# Excerpt to read
The situation becomes more complicated because Cochran earns a good amount of his income from Swearengen, who pays Cochran to be the gynecologist for the whores in his brothel. Because whores in a 19th century mining town are subject to considerable abuse and isolation, Cochran knows that he is often the only one with a sincere interest in the girls' welfare. Yet because of that humanitarian mission, it is dangerous for Cochran to lie to Swearengen about the orphan, since it may prevent him taking care of the whores (and being paid for it).

That is just a sample of the complex relationships in which Cochran is involved. Thus, the wealth of detail provided in the previous three paragraphs just begins to suggest the degree of narrative complexity favored by the creators of Deadwood. As Steven Johnson might rush to point out, watching Deadwood is good for you because it forces to engage in sophisticated intellectual analysis.

At the same time, Deadwood revels in its ability to take televised (or any other kind of) profanity to unprecedented heights. Above all, the screenwriters for Deadwood fetishize the word "cocksucker", which is used to describe just about every male resident of the town, in the way that you and I might describe someone as a "guy".

[NB: Although I make a habit of putting asterisks in words such as "f***" and "s***", that won't exactly work with "cocksucker", since "c***sucker" doesn't accomplish enough and "c*********" would simply be confusing.]

Frankly, I find this obsession with profanity off-putting and gratuitious. In one of the mini-documentaries that comes packaged with the DVD, the show's creator, David Milch, suggests that the use of profanity is integral to the characters' realism. To remove it would compromise the characters' emotional authenticity and thereby prevent the audience from truly understanding them.

First of all, I wonder whether 19th century Americans even used the word "cocksucker" as often as Deadwood suggests. However, I am going to trust Milch on this one since he used to be a lecturer in the English department at Yale. Nonetheless, in spite of the show's admirable devotion to recreating the costumes and architecture of the American frontier, it takes so many liberties with other aspects of realism that toning down the profanity would hardly damage the show's historical mission.

For example, what do you think the odds are that all of the most important people in the real Deadwood mining camp were extremely good-looking? Not high, to say the least. However, Milch doesn't seem to mind giving in to the Hollywood convention that actors must be good looking.

Collected data
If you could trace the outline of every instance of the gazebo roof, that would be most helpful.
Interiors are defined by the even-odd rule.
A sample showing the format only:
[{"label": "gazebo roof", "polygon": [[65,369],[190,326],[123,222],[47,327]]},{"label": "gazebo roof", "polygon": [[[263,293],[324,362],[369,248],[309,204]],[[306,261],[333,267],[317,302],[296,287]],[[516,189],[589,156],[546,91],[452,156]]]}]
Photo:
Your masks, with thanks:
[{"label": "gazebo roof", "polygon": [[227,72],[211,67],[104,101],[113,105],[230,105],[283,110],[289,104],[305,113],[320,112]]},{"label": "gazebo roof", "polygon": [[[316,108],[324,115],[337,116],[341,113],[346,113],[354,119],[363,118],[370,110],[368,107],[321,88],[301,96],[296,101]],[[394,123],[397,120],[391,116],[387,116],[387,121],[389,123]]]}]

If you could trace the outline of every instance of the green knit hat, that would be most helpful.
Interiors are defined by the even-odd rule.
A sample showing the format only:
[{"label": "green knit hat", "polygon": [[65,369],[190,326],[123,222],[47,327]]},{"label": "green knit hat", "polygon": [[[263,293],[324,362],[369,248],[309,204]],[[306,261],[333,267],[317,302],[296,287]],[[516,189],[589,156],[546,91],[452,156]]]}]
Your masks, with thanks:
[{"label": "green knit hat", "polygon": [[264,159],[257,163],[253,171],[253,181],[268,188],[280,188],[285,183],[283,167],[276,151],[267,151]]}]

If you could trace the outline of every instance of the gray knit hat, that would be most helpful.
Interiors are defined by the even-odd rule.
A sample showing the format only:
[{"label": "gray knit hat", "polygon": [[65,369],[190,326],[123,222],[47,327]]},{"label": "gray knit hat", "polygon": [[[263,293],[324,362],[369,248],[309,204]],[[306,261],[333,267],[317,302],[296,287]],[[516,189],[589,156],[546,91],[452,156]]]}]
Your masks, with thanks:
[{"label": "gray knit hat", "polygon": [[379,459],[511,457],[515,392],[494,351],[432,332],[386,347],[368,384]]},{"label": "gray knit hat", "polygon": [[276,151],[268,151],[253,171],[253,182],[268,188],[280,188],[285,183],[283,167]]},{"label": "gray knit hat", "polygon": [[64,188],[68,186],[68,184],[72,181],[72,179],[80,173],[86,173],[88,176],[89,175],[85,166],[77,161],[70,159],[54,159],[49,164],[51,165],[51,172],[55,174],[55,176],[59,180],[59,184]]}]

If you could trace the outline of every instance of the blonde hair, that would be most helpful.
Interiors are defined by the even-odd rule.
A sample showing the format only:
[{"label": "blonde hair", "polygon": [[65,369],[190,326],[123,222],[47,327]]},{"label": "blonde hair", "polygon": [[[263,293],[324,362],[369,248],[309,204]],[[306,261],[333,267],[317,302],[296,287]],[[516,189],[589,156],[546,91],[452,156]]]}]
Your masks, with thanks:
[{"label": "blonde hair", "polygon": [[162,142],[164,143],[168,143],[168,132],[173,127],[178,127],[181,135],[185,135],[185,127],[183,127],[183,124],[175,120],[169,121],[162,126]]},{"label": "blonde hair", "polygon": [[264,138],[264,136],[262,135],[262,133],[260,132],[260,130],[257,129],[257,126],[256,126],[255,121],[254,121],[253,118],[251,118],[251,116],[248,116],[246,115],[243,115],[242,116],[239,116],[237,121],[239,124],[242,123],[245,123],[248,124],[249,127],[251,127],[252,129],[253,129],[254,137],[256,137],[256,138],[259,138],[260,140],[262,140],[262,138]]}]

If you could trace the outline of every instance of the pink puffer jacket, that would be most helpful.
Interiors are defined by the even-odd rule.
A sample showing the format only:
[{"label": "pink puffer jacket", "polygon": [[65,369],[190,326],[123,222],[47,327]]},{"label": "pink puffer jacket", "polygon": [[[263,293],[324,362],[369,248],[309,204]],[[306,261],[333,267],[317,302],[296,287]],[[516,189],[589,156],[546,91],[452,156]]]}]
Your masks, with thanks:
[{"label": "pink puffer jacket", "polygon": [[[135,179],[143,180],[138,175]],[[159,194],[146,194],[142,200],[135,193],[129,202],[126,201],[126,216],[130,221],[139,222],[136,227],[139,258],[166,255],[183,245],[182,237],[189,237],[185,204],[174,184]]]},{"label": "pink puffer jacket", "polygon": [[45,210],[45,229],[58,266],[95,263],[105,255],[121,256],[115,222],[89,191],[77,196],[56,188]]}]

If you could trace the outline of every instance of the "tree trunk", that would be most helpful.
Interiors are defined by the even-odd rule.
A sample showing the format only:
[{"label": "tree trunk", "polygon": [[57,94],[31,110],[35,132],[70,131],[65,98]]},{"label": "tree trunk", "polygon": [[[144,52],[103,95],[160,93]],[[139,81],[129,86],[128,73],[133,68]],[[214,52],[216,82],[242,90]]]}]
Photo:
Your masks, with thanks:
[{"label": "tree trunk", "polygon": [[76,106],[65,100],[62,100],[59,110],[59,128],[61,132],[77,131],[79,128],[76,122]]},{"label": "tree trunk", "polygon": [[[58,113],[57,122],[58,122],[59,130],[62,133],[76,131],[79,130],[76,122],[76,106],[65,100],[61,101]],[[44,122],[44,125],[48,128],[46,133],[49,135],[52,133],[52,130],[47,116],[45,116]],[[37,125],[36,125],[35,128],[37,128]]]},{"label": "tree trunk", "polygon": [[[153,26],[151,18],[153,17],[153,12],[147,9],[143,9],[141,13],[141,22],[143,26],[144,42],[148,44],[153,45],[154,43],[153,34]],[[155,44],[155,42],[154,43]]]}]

# Questions on the material
#1 Name every person mentioned by name in the passage about Deadwood.
#2 Proceed with the passage about Deadwood, picking up right after its final sentence.

# Exercise answers
#1 Cochran, Swearengen, Steven Johnson, David Milch

#2
One detail that really hammered home this sort of un-realism was when, in the final episode of season one, we discover that heroic ex-lawman Seth Bullock has perfectly shaven chest. Now, history does suggest that the real Seth Bullock was a heroic ex-lawman. But I seriously doubt whether his pecs were that frikkin' smooth.

I raise this point because Bullock is a character who seems to test the show's commitment to moral and narrative realism. He is simply too perfect. As chance would have it, the most ethical man in town is also the most strikingly good looking. Moreover, Bullock has 21st century attitudes toward gender and race despite living in one of the most racist and sexist parts of 19th century America. (Then again, Bullock is himself an immigrant from Canada, so perhaps that is why he is so enlightened.)

In the course of Season One, Bullock relentlessly antagonizes all of the powerful but morally deficient men in town, regardless of the threat this might present to his own safety. He also rescues and watches over the most beautiful damsel in distress, ultimately bedding her (at which point we discover his shaven chest).

This is where things may get interesting. Bullock is married, and his wife and child are set to arrive on the scene in Season Two. On the other hand, Bullock only married his brother's widow and adopted his child as a gesture of good will, so we know he isn't "really" cheating. So, will the screenwriters find an easy way out for Bullock that allows him to keep both his damsel and his reputation, or will Bullock suddenly turn out to be somewhat human?

Even if the screenwriters make the wrong choice about Bullock, however, this would hardly take away from their superb achievements so far, as well as I what I expect to be an extraordinary sophomore outing.